EXCERPTED RECORDS:
---+---
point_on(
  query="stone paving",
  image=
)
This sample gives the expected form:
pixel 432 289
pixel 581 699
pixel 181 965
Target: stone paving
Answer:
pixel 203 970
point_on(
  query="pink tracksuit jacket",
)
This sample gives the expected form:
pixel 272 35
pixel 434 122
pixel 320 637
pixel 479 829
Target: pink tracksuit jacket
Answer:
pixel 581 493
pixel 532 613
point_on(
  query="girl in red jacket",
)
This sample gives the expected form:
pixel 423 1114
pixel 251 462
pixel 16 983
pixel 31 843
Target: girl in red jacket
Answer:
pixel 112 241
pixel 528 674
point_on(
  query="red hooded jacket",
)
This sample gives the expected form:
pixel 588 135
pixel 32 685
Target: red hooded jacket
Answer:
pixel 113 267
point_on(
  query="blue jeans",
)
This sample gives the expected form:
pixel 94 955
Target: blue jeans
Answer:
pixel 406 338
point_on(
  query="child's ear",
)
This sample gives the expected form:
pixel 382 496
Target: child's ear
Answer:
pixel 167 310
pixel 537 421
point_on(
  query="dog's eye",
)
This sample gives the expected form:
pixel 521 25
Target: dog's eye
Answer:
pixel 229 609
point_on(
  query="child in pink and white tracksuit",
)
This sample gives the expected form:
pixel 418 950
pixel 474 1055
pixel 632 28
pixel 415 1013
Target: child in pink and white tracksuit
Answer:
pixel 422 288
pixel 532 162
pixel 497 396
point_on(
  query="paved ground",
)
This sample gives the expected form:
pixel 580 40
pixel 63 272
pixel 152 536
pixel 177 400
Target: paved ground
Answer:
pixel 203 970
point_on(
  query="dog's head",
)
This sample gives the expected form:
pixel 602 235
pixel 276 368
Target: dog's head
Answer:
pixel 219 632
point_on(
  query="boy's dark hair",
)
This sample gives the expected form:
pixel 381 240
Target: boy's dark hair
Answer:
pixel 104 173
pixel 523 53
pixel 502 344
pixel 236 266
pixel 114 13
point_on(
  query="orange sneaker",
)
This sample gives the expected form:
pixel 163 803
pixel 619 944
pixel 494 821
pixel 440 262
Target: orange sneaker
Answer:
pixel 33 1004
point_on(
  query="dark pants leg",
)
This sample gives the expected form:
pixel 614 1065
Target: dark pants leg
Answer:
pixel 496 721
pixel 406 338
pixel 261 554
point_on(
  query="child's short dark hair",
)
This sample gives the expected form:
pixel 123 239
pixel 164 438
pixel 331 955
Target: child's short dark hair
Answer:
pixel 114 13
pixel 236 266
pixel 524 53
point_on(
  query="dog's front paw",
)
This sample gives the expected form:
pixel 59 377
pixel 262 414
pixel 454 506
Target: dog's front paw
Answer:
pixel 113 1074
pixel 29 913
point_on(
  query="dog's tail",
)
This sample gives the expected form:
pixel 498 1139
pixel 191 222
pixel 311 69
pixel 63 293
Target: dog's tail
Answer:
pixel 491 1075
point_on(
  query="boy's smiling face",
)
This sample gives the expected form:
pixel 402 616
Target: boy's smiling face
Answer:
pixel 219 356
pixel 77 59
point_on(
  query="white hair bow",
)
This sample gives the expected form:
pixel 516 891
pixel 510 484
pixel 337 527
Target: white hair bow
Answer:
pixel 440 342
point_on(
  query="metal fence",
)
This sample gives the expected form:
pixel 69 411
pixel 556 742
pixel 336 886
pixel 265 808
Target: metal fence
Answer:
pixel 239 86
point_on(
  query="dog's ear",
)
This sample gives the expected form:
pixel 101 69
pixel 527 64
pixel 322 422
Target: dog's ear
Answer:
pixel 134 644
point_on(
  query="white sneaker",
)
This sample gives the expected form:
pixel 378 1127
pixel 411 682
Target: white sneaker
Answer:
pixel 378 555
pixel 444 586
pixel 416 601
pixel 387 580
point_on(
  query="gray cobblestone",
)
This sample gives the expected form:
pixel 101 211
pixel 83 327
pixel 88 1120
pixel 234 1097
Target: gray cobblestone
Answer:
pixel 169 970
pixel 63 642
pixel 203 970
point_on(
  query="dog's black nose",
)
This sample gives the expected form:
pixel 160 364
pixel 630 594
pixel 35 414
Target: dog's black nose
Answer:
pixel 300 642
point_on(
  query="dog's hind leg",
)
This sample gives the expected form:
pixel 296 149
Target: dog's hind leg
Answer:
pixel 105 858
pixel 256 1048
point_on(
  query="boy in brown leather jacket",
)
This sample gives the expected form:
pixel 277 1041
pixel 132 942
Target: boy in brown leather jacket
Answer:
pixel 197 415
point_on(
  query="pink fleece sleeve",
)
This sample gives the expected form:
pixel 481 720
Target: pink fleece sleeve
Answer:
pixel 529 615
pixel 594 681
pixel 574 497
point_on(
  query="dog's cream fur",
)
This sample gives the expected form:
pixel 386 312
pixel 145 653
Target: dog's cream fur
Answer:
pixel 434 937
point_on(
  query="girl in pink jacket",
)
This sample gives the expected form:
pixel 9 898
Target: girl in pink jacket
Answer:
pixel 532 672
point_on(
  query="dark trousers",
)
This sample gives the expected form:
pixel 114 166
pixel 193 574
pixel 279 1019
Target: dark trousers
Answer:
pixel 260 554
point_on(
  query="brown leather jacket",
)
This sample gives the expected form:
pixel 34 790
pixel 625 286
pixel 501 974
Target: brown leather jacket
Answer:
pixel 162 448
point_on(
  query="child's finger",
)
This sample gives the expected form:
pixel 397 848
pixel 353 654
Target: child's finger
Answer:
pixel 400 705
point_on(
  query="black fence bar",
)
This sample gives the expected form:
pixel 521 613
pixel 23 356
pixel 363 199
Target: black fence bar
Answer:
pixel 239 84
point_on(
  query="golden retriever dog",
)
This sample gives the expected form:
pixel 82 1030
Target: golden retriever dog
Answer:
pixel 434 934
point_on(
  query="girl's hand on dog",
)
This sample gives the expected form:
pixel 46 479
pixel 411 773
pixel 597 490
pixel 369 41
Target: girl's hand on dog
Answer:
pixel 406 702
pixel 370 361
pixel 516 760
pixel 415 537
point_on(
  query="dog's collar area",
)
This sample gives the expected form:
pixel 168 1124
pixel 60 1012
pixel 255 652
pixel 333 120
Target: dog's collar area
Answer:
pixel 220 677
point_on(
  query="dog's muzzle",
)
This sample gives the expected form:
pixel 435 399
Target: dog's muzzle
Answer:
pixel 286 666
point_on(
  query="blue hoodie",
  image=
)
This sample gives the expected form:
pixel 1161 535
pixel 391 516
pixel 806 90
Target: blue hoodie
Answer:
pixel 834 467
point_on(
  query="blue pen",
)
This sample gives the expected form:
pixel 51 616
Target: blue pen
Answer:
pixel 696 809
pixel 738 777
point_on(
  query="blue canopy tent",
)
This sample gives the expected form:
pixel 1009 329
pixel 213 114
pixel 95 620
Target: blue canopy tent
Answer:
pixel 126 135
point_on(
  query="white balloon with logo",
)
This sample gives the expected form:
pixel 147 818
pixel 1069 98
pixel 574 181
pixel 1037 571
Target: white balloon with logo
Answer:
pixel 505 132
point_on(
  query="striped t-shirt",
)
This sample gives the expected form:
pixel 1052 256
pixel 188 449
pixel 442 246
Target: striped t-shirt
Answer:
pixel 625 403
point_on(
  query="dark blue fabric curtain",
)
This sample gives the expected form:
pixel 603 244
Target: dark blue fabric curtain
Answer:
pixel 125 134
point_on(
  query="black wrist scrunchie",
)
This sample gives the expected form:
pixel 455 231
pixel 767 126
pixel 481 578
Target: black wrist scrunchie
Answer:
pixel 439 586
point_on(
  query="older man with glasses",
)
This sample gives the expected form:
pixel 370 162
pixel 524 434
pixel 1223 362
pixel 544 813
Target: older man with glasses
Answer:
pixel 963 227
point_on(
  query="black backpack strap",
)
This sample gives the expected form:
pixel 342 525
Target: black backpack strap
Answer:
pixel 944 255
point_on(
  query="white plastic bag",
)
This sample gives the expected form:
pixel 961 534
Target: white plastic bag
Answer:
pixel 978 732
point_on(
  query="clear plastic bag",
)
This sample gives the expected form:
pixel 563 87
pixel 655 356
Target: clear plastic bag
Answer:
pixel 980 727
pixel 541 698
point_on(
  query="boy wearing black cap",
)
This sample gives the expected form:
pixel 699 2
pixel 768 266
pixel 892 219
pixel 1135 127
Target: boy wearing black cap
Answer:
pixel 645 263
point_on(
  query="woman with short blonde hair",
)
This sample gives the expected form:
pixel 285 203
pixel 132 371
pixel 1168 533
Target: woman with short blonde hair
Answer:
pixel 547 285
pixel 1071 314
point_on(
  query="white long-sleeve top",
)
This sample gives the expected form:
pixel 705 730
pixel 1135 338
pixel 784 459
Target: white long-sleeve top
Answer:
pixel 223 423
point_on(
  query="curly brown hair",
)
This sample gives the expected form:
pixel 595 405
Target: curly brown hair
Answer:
---+---
WHAT TO PRODUCE: Using the entries above, extract exactly the span from the line with "Target: child's ear" to the line with "Target: child in pink and white tracksuit", both lines included; leave out everything else.

ANSWER TO THE PROBLEM:
Target: child's ear
Answer:
pixel 167 310
pixel 537 421
point_on(
  query="dog's eye",
)
This sample gives the expected form:
pixel 521 25
Target: dog's eye
Answer:
pixel 229 609
point_on(
  query="child in pink and white tracksuit",
)
This sample gives the expected form:
pixel 418 950
pixel 474 1055
pixel 632 28
pixel 415 1013
Target: child in pink and white tracksuit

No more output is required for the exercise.